[Excerpts of pointing data]
════════

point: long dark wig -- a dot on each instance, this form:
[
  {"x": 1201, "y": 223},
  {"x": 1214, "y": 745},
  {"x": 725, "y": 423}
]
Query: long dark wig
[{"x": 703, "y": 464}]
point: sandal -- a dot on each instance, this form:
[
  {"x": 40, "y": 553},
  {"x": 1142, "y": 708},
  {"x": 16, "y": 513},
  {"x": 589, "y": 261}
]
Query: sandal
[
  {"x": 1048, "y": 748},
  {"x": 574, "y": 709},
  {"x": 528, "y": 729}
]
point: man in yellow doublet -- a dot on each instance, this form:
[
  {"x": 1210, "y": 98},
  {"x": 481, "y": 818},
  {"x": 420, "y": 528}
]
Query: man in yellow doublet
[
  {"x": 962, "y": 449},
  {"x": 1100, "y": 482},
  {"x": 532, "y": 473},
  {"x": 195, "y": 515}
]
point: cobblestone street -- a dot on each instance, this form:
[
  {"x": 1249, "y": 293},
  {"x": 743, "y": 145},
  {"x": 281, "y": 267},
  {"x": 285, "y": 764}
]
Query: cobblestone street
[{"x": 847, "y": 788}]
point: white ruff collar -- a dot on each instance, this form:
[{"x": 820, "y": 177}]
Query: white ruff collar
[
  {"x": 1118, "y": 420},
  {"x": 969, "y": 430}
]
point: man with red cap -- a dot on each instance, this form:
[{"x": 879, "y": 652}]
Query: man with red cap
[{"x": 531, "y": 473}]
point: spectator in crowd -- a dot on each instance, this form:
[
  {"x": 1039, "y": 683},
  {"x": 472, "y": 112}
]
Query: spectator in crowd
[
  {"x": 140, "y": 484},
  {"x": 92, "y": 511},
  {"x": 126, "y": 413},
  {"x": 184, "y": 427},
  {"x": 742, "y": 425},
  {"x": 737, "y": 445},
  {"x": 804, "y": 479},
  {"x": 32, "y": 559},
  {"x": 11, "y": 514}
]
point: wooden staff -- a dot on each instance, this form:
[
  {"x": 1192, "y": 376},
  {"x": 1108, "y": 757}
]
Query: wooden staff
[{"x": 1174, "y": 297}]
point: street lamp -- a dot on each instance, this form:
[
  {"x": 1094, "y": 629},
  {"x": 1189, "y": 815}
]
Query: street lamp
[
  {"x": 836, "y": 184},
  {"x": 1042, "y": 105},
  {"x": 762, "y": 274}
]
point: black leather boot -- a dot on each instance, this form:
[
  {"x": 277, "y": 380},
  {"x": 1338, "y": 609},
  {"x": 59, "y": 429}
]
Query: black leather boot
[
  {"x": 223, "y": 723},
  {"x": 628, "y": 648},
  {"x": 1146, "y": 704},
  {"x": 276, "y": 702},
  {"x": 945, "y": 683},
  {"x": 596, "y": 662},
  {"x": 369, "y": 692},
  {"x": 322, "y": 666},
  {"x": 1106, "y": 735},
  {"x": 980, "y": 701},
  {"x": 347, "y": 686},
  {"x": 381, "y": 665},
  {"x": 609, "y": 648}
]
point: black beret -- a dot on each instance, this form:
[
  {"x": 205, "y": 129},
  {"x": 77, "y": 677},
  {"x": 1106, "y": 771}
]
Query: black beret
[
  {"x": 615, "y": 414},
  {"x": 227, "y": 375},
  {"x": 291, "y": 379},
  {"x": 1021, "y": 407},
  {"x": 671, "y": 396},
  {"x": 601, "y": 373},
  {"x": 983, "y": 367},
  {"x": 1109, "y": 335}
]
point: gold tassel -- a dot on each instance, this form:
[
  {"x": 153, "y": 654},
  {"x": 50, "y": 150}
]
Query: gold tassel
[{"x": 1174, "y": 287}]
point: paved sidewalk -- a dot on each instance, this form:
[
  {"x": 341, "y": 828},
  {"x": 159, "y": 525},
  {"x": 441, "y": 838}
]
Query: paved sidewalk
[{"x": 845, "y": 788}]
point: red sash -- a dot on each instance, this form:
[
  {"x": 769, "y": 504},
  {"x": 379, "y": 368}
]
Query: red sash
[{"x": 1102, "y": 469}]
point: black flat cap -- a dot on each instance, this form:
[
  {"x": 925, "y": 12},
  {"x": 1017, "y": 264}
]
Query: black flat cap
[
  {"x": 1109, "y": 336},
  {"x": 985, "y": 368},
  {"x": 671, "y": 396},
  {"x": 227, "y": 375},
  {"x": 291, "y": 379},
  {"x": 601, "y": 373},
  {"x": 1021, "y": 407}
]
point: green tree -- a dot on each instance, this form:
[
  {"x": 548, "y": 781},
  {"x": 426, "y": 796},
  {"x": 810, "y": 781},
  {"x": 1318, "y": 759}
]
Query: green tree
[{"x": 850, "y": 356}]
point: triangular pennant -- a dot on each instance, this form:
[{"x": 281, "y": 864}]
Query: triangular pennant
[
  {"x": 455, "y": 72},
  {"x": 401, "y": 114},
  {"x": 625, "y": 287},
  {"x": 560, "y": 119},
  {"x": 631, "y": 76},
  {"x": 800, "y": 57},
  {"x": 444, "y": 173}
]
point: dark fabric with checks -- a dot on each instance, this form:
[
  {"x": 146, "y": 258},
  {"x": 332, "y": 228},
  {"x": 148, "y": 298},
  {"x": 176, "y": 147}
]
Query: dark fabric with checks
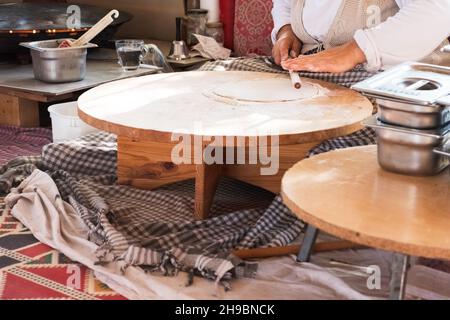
[{"x": 156, "y": 229}]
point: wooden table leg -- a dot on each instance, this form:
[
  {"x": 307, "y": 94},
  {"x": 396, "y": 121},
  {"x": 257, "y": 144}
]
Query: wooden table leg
[
  {"x": 307, "y": 246},
  {"x": 19, "y": 112},
  {"x": 399, "y": 273},
  {"x": 206, "y": 181}
]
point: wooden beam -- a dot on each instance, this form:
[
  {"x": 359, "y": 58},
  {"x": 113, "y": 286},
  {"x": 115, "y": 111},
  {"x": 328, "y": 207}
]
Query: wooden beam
[{"x": 18, "y": 111}]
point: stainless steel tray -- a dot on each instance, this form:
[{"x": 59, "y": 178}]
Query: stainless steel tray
[
  {"x": 408, "y": 151},
  {"x": 419, "y": 83},
  {"x": 413, "y": 116}
]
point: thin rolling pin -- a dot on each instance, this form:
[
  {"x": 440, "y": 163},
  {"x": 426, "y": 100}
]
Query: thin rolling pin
[
  {"x": 294, "y": 249},
  {"x": 295, "y": 78}
]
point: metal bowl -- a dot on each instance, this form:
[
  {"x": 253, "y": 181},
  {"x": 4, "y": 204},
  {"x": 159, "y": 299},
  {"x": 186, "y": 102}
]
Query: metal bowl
[
  {"x": 58, "y": 65},
  {"x": 409, "y": 151},
  {"x": 413, "y": 116}
]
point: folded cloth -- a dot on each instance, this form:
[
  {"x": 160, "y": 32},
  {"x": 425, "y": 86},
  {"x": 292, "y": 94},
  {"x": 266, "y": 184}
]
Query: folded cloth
[
  {"x": 209, "y": 48},
  {"x": 154, "y": 229}
]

════════

Description of the task: Write the entries above out again exactly, but not the pictures.

Result for this task:
point: long dark wig -- a dot on each instance, this form:
[
  {"x": 1201, "y": 223},
  {"x": 1214, "y": 745},
  {"x": 725, "y": 423}
]
Query: long dark wig
[{"x": 703, "y": 464}]
point: sandal -- a dot on each instance, this form:
[
  {"x": 40, "y": 553},
  {"x": 1142, "y": 708},
  {"x": 16, "y": 513},
  {"x": 589, "y": 261}
]
Query: sandal
[
  {"x": 1048, "y": 748},
  {"x": 574, "y": 709},
  {"x": 528, "y": 729}
]
point: man in yellow doublet -- a dot on each instance, this form:
[
  {"x": 1210, "y": 98},
  {"x": 481, "y": 818},
  {"x": 420, "y": 528}
]
Query: man in yellow doublet
[
  {"x": 962, "y": 449},
  {"x": 1100, "y": 482},
  {"x": 532, "y": 473},
  {"x": 195, "y": 515}
]
point: cobblestone street -- a dot on each instance, this form:
[
  {"x": 1249, "y": 293},
  {"x": 743, "y": 145},
  {"x": 281, "y": 267},
  {"x": 285, "y": 764}
]
Query: cobblestone street
[{"x": 847, "y": 788}]
point: white ruff collar -- a dot on each instance, this form:
[{"x": 820, "y": 177}]
Query: white ruff collar
[
  {"x": 1118, "y": 420},
  {"x": 969, "y": 430}
]
point: man with red cap -- a dot on each instance, this form:
[{"x": 879, "y": 652}]
Query: man with red cap
[{"x": 531, "y": 473}]
point: spectator in crowd -- a dot on each instance, this form:
[
  {"x": 1039, "y": 683},
  {"x": 472, "y": 112}
]
Query: spectator in crowd
[
  {"x": 140, "y": 484},
  {"x": 92, "y": 511},
  {"x": 126, "y": 413},
  {"x": 184, "y": 427},
  {"x": 742, "y": 425},
  {"x": 737, "y": 445},
  {"x": 804, "y": 479},
  {"x": 32, "y": 559},
  {"x": 11, "y": 514}
]
point: wooden staff -- a dot on each instance, this form:
[
  {"x": 1192, "y": 376},
  {"x": 1108, "y": 757}
]
Query: wooden staff
[{"x": 1174, "y": 297}]
point: street lamp -- a dot on each instance, this form:
[
  {"x": 1094, "y": 629},
  {"x": 1189, "y": 815}
]
Query: street lamp
[
  {"x": 836, "y": 184},
  {"x": 1042, "y": 105},
  {"x": 762, "y": 274}
]
point: black leather boot -- a dot on each instance, this form:
[
  {"x": 277, "y": 380},
  {"x": 1338, "y": 609},
  {"x": 59, "y": 429}
]
Query: black leather boot
[
  {"x": 223, "y": 723},
  {"x": 628, "y": 648},
  {"x": 1146, "y": 704},
  {"x": 276, "y": 702},
  {"x": 945, "y": 683},
  {"x": 596, "y": 662},
  {"x": 369, "y": 692},
  {"x": 322, "y": 666},
  {"x": 1106, "y": 735},
  {"x": 980, "y": 701},
  {"x": 347, "y": 686},
  {"x": 381, "y": 665},
  {"x": 609, "y": 648}
]
point: black beret -- a dot on each instance, this form:
[
  {"x": 205, "y": 129},
  {"x": 77, "y": 677},
  {"x": 1106, "y": 771}
]
Query: black beret
[
  {"x": 615, "y": 414},
  {"x": 227, "y": 375},
  {"x": 291, "y": 379},
  {"x": 1021, "y": 407},
  {"x": 671, "y": 396},
  {"x": 601, "y": 373},
  {"x": 983, "y": 367},
  {"x": 1109, "y": 335}
]
point: gold tassel -- a dot on each instance, this form:
[
  {"x": 153, "y": 654},
  {"x": 50, "y": 150}
]
Query: gold tassel
[{"x": 1174, "y": 287}]
point: paved sidewalk -- a dot on each instance, this form:
[
  {"x": 341, "y": 828},
  {"x": 159, "y": 525},
  {"x": 441, "y": 838}
]
Query: paved sidewalk
[{"x": 845, "y": 788}]
point: red sash -- a dot on each instance, this form:
[
  {"x": 769, "y": 504},
  {"x": 379, "y": 368}
]
Query: red sash
[{"x": 1102, "y": 469}]
point: black flat cap -- a dot on each instance, this form:
[
  {"x": 925, "y": 12},
  {"x": 1017, "y": 264}
]
Query: black flat cap
[
  {"x": 1109, "y": 336},
  {"x": 985, "y": 368},
  {"x": 671, "y": 396},
  {"x": 227, "y": 375},
  {"x": 291, "y": 379},
  {"x": 601, "y": 373},
  {"x": 1021, "y": 407}
]
point: green tree -- a dot on each instance, this form:
[
  {"x": 548, "y": 781},
  {"x": 426, "y": 796},
  {"x": 810, "y": 781},
  {"x": 1318, "y": 759}
]
Query: green tree
[{"x": 850, "y": 356}]
point: triangular pennant -- a dot on each instance, this form:
[{"x": 281, "y": 864}]
Query: triangular pennant
[
  {"x": 455, "y": 72},
  {"x": 401, "y": 114},
  {"x": 625, "y": 287},
  {"x": 560, "y": 119},
  {"x": 631, "y": 76},
  {"x": 800, "y": 57},
  {"x": 444, "y": 173}
]
point: dark fabric with checks -- a dot on each instance, this form:
[
  {"x": 146, "y": 258},
  {"x": 332, "y": 228},
  {"x": 148, "y": 298},
  {"x": 176, "y": 147}
]
Query: dark fabric with checks
[{"x": 156, "y": 229}]
point: wooden table leg -- a dot on each instance, this form:
[
  {"x": 307, "y": 94},
  {"x": 396, "y": 121},
  {"x": 257, "y": 144}
]
Query: wooden table leg
[
  {"x": 307, "y": 246},
  {"x": 19, "y": 112},
  {"x": 399, "y": 273},
  {"x": 206, "y": 181}
]
point: wooden beam -- a dot on each instance, this form:
[
  {"x": 359, "y": 58},
  {"x": 113, "y": 286},
  {"x": 115, "y": 111},
  {"x": 328, "y": 207}
]
Query: wooden beam
[{"x": 18, "y": 111}]
point: stainless steel tray -- a dot on each instance, this form:
[{"x": 59, "y": 178}]
Query: stainless steel tray
[
  {"x": 408, "y": 151},
  {"x": 419, "y": 83},
  {"x": 413, "y": 116}
]
point: thin rolling pin -- a dot on each instance, this form:
[
  {"x": 440, "y": 163},
  {"x": 426, "y": 100}
]
Query: thin rolling pin
[
  {"x": 294, "y": 249},
  {"x": 295, "y": 78}
]
point: metal bowl -- a dot on each instance, this form:
[
  {"x": 253, "y": 181},
  {"x": 4, "y": 204},
  {"x": 159, "y": 299},
  {"x": 186, "y": 102}
]
Query: metal bowl
[
  {"x": 58, "y": 65},
  {"x": 409, "y": 151},
  {"x": 413, "y": 116}
]
point: folded cloth -- a dot on each instance, this form:
[
  {"x": 160, "y": 32},
  {"x": 425, "y": 86},
  {"x": 292, "y": 94},
  {"x": 266, "y": 184}
]
Query: folded cloth
[
  {"x": 209, "y": 48},
  {"x": 154, "y": 229}
]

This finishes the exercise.